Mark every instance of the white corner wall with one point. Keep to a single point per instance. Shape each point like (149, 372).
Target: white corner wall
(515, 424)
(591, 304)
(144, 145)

----

Exercise prompt
With no line skipped, copy the entries exactly as written.

Your response
Mark every instance of the white corner wall with one point. Keep to a single point per instance. Shape each point like (149, 372).
Target: white corner wall
(515, 424)
(591, 304)
(144, 145)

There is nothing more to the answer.